Versos isolados
Há
versos que, destacados do conjunto estrófico, têm sentido completo e encerram,
em sua síntese, um vasto mundo de beleza.
Cada
qual como se fosse um "monóstico", ou seja, estância de um verso.
São versos
que, isolados, constituem, só por si, pequenos poemas, pela sua idéia autônoma
e pela sua riqueza artística.
São
aqueles a que os franceses dão o nome de "vers —médailles".
Habitualmente,
são de ritmo agradável e de fulgurante conteúdo musical, além de conterem
profundidade de pensamento e momentos de eternidade no reino da poesia.
Um
verso, às vezes, é o suficiente para revelar um poeta. Um verso bonito é um
pequenino diamante. Canta no ouvido, ao mesmo tempo em que fulge nos olhos.
Não
apenas a título de curiosidade, mas, também, para que os interessados melhor se
inteirem daquilo que diremos, logo adiante, sobre o "enjambement" —
oferecemos aos leitores alguns (apenas cem) dos setecentos e tantos versos
dessa natureza, escritos por poetas brasileiros e portugueses, e colhidos, sem
grandes pretensões, na transcorrência do nosso trabalho de pesquisa.
De
Augusto de Lima:
"Sangrei meus lábios de beijar
quimeras".
De Olavo Bilac:
"Quem ama inventa as penas em que
vive!"
" E eu tenho amado tanto! E não
conheço o Amor!"
"Cada alma é um mundo à parte em cada
peito".
"A saudade, presença dos
ausentes".
De Hermes Fontes:
"Na floresta da Vida, eu sou um
triste arbusto".

(Registros de pontos rotulados)

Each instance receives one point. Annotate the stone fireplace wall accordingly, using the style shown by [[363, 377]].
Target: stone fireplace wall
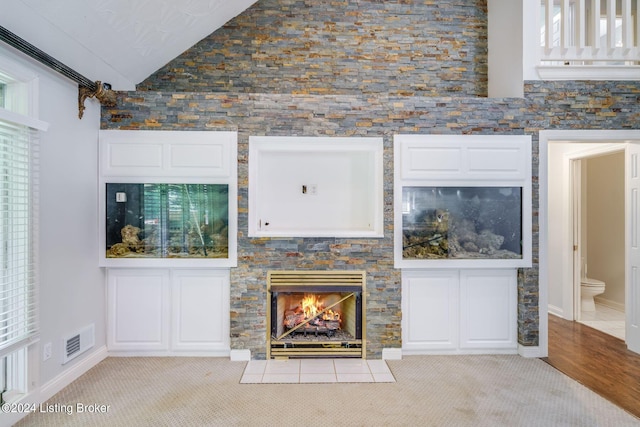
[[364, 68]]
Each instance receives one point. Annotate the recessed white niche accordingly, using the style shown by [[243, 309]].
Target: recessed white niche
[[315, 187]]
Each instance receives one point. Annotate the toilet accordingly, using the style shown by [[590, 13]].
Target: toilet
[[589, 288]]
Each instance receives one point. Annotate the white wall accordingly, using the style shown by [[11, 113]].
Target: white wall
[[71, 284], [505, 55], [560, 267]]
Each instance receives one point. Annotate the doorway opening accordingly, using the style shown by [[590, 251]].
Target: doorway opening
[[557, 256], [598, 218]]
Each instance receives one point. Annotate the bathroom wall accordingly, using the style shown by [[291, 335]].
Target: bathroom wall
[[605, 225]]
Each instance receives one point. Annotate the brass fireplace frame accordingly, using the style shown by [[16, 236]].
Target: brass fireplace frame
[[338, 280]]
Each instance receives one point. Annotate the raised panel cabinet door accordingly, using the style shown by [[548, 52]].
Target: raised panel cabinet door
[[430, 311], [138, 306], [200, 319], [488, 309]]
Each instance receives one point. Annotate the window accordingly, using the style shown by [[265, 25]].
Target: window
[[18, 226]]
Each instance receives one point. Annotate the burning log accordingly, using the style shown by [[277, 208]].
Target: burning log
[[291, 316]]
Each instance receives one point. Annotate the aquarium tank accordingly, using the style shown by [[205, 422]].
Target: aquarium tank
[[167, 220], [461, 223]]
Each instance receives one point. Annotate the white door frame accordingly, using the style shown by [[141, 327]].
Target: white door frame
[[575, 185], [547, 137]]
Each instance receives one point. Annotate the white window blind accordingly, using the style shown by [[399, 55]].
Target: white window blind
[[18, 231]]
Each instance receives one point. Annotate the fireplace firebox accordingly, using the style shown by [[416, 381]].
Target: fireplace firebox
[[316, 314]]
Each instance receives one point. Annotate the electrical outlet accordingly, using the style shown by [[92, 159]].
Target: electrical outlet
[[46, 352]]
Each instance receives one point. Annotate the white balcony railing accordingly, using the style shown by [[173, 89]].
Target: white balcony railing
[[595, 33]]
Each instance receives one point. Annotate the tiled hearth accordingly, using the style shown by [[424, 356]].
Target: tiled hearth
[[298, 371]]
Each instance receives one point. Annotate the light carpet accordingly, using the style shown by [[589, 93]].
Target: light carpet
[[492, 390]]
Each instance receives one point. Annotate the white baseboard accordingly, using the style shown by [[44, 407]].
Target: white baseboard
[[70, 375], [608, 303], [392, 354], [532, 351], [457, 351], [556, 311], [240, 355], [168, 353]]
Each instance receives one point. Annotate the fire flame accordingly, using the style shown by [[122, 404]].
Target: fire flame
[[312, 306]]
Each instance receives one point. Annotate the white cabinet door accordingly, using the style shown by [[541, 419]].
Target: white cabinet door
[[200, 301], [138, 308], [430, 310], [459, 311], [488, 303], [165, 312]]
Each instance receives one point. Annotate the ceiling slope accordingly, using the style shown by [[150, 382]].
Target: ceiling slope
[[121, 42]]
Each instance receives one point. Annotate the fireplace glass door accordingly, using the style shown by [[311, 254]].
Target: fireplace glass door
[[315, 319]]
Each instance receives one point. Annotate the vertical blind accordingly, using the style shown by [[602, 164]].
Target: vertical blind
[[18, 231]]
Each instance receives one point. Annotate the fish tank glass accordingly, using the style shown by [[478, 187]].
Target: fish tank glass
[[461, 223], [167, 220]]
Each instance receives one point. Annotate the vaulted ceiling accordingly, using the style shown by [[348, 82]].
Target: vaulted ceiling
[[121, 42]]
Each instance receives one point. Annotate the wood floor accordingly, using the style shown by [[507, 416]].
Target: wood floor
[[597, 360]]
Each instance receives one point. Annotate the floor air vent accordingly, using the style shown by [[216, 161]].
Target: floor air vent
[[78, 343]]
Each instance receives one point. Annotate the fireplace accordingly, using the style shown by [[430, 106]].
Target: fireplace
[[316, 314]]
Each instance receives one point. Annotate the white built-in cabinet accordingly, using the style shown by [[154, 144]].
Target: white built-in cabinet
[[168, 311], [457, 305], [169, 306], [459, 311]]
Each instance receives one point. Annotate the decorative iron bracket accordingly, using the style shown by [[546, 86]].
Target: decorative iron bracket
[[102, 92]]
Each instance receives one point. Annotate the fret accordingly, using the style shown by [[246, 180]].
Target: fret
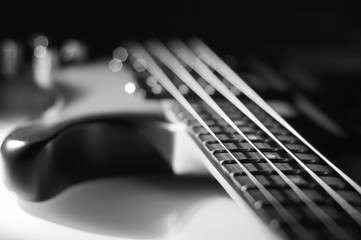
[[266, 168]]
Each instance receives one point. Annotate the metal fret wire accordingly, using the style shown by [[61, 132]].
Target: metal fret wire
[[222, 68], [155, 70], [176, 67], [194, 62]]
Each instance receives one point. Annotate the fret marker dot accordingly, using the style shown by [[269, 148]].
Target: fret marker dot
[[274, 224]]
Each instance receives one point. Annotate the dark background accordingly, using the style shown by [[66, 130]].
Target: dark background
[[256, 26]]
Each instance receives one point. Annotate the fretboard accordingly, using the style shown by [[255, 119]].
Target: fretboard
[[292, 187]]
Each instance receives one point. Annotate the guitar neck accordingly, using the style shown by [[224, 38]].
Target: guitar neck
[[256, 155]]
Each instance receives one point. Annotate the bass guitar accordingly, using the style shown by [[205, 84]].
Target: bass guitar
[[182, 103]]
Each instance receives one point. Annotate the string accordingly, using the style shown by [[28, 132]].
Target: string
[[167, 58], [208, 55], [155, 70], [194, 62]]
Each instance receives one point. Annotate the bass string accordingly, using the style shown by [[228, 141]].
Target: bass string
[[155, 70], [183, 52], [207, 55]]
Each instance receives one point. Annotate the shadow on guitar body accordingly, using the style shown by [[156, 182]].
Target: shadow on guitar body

> _Suas tarefas_:
**A)** Formate como tabela Markdown, com as colunas Nº e Conteúdo, o trecho dos registros que vai da linha que contém "Each instance receives one point. Annotate the bathroom" até a linha que contém "[[430, 311], [138, 306], [200, 319], [488, 309]]", incluindo as duas e deixando de fora as linhas em branco.
**B)** Retome o texto sobre versos isolados a partir do ponto em que ele termina.
O texto sobre versos isolados e os registros não têm nenhuma relação entre si.

> _Resultados por tarefa_:
**A)**
| Nº | Conteúdo |
|---|---|
| 1 | Each instance receives one point. Annotate the bathroom wall accordingly, using the style shown by [[291, 335]]. |
| 2 | Target: bathroom wall |
| 3 | [[605, 225]] |
| 4 | Each instance receives one point. Annotate the brass fireplace frame accordingly, using the style shown by [[16, 236]]. |
| 5 | Target: brass fireplace frame |
| 6 | [[338, 280]] |
| 7 | Each instance receives one point. Annotate the raised panel cabinet door accordingly, using the style shown by [[548, 52]]. |
| 8 | Target: raised panel cabinet door |
| 9 | [[430, 311], [138, 306], [200, 319], [488, 309]] |

**B)**
"Um filho que tem mãe — tem todos os parentes".
De Da Costa e Silva:
"Saudade! Asa de dor do
Pensamento!"
"Já cansei de sofrer! Vou agora
sonhar...
De Moacir de Almeida:
"Um frêmito sacode os nervos das
paisagens".
"Ouve os passos de Deus na sombra das
tormentas".
"Porque a aurora boreal é a febre das
geleiras".
''Morria, rubramente, uma chama, de
joelhos".
De Humberto de Campos:
"Sobre a grama orvalhada há rugidos
de seda".
De Martins Fontes:
"Desce o carro do sol por trás das cordilheiras".
De Olegário Mariano:
"Quero iludir-me para ser feliz. . . ".
"Envelheci três anos em três dias!".
"A árvore é linda, mas a sombra é triste".
"Disse um nome baixinho... e não pôde falar".
"Os que te amaram te esqueceram. Menos eu".
De Benedita de Mello:
"Agora, sou teu sonho que morreu...
" ... E toda a dor que existe dói em
mim".
De Luís Carlos:
"0 bem é uma subida que não
cansa".
"Que fora o claro se não fora o
escuro?"
"Para vencer o mar bastam dois
remos".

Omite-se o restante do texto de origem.